(A data block)
########################################
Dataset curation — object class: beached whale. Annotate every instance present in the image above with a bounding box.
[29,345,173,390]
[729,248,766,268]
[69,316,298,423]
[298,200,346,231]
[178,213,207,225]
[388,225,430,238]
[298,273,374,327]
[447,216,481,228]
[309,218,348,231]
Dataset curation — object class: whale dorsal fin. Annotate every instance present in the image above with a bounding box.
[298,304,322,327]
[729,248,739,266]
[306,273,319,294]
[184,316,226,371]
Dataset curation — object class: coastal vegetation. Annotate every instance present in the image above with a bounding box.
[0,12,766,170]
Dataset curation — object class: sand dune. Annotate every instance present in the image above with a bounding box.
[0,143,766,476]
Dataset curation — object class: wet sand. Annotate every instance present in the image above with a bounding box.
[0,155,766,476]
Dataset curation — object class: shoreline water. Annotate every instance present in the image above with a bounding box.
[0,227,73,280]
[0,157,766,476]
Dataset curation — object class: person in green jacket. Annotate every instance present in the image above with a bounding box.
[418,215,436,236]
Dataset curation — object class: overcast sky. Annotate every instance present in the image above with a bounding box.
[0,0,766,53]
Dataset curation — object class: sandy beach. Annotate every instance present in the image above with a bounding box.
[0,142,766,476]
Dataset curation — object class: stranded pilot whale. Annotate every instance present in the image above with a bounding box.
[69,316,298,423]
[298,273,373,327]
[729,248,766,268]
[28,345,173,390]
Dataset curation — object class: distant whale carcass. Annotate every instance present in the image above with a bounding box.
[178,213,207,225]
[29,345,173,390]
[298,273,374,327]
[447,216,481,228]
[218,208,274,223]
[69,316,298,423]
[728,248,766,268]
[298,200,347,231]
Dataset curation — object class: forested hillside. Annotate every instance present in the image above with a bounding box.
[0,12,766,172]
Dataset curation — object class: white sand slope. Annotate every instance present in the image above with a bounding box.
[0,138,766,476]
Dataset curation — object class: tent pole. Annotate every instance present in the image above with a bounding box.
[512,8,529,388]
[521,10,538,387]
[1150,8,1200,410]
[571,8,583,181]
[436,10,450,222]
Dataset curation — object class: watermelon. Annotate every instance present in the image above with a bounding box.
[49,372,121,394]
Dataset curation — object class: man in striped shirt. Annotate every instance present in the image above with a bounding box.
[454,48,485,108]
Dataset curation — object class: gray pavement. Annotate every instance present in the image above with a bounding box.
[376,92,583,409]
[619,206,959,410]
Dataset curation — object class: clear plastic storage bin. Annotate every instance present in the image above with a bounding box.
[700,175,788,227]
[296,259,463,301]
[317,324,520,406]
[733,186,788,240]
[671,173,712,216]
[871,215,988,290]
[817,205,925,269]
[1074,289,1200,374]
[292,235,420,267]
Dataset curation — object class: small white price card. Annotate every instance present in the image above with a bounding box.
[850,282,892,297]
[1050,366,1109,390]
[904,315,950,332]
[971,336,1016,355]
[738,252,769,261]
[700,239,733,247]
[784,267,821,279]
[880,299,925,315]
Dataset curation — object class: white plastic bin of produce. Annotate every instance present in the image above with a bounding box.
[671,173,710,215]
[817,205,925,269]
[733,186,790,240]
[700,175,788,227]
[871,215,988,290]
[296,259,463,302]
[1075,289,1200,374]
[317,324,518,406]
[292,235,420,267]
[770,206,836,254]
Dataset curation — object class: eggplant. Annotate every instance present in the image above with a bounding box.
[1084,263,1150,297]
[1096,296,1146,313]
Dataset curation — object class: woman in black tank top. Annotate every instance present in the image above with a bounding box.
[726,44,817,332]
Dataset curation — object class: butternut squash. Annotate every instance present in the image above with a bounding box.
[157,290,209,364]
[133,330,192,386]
########################################
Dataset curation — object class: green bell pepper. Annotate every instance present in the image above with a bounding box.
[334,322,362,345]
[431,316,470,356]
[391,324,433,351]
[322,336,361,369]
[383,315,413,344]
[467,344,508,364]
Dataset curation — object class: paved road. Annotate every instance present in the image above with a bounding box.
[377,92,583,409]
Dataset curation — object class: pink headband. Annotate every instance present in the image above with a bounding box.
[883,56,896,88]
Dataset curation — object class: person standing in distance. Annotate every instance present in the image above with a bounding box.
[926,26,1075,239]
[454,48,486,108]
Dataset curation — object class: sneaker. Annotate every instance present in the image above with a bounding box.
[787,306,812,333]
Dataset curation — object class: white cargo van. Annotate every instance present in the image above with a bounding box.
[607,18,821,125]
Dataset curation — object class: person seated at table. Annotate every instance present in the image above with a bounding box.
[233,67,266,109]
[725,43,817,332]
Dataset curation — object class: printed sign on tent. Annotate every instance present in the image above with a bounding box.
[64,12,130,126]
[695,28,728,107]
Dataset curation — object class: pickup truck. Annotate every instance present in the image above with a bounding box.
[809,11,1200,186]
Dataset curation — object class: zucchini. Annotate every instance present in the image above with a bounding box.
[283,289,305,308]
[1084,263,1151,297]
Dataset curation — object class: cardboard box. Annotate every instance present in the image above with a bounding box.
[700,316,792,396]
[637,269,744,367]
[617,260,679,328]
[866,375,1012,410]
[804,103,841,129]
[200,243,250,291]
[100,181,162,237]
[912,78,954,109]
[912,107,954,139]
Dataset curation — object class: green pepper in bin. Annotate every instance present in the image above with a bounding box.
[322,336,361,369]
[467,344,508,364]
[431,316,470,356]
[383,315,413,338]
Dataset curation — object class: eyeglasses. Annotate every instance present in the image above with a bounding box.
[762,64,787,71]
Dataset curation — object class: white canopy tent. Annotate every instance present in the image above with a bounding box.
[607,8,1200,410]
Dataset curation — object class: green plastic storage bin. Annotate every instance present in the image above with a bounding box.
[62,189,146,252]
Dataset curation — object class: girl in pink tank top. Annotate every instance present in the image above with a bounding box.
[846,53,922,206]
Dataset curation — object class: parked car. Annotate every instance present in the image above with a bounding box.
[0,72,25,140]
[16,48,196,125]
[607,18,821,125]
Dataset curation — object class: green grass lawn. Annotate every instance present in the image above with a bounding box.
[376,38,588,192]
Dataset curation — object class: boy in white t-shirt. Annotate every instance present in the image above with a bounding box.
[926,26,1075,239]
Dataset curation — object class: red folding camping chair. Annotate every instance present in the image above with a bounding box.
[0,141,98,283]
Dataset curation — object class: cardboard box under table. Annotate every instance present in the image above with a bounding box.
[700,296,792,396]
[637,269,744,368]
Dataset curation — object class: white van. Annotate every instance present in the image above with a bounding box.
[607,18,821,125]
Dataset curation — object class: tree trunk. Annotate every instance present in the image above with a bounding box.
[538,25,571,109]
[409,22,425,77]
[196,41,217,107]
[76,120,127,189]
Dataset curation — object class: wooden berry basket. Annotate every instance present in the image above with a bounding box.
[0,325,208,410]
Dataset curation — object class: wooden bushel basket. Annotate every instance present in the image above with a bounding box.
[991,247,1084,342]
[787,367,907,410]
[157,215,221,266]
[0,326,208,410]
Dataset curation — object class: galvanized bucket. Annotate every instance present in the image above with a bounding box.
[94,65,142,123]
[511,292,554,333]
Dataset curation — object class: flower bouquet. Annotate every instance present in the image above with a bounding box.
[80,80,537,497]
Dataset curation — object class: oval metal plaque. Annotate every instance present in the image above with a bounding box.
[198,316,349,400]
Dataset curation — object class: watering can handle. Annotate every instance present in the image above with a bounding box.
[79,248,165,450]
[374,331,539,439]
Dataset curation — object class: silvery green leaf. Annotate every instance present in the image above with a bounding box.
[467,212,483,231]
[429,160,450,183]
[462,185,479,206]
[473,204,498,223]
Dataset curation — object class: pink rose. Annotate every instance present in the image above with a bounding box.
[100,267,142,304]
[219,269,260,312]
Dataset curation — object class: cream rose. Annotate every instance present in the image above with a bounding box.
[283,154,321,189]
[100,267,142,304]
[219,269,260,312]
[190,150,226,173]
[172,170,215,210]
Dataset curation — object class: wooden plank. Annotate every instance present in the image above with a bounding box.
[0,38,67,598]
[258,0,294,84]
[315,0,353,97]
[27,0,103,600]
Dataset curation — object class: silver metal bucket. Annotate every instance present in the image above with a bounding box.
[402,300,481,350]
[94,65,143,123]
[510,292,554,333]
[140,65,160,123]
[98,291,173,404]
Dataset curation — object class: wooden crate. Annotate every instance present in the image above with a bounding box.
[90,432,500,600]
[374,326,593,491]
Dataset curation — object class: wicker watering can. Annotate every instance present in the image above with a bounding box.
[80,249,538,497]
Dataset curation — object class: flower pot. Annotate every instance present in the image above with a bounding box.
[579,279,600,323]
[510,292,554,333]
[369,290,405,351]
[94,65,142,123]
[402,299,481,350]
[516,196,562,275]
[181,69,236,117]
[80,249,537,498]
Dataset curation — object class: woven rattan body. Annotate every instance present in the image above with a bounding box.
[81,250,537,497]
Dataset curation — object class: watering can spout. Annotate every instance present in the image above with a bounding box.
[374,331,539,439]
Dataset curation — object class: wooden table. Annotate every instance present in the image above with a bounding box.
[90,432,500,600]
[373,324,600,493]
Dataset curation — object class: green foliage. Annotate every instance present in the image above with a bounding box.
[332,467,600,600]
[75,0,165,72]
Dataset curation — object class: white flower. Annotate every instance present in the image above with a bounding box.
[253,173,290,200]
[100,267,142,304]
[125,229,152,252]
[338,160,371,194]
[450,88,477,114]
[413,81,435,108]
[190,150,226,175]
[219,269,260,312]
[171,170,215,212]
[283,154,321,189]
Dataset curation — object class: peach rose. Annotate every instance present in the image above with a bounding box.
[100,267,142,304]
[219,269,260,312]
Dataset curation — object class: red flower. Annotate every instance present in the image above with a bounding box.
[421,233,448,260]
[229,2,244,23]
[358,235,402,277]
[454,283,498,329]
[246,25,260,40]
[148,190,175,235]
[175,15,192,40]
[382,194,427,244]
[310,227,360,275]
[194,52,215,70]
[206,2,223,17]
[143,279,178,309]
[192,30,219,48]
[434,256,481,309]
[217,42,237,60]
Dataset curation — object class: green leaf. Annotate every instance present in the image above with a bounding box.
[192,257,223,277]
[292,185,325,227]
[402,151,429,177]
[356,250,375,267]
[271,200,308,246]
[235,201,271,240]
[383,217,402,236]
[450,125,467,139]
########################################
▶ Work required:
Please write out the records again, starting at the line that contains "Dataset curation — object class: sneaker." and ending at the line that contains "[912,107,954,139]", with the requests included. Shift every bounding box coordinate in the answers up by 14.

▶ Exercise output:
Dataset curation — object class: sneaker. Annotate every instance present in the image above with a bounding box.
[801,320,826,347]
Dataset curation — object class: white cargo van. Annotate every instance present in the image above with a bounding box.
[621,32,835,139]
Dataset curation — object class: person seated at table. Annotate every instance present in the image above with a bounding box.
[247,81,280,123]
[739,57,831,346]
Dataset curation — object class: printed sign on tent. Annotate every instance present in the image above with a bounding box.
[78,26,144,140]
[709,42,742,121]
Dataset curation — object class: pickup truck. Annotate every instance present in the image above with a bounding box.
[823,25,1214,200]
Dataset curation — object class: zucchini. Annotate every instance present in the image above with a bounding box.
[297,303,319,322]
[1098,277,1165,311]
Dataset curation — object class: cardboard box. Annotate every instance present in the image above with a bounding box.
[714,330,806,410]
[651,283,758,381]
[631,274,693,342]
[880,389,1026,424]
[818,117,855,143]
[214,257,264,305]
[114,195,176,251]
[926,92,968,123]
[926,121,968,153]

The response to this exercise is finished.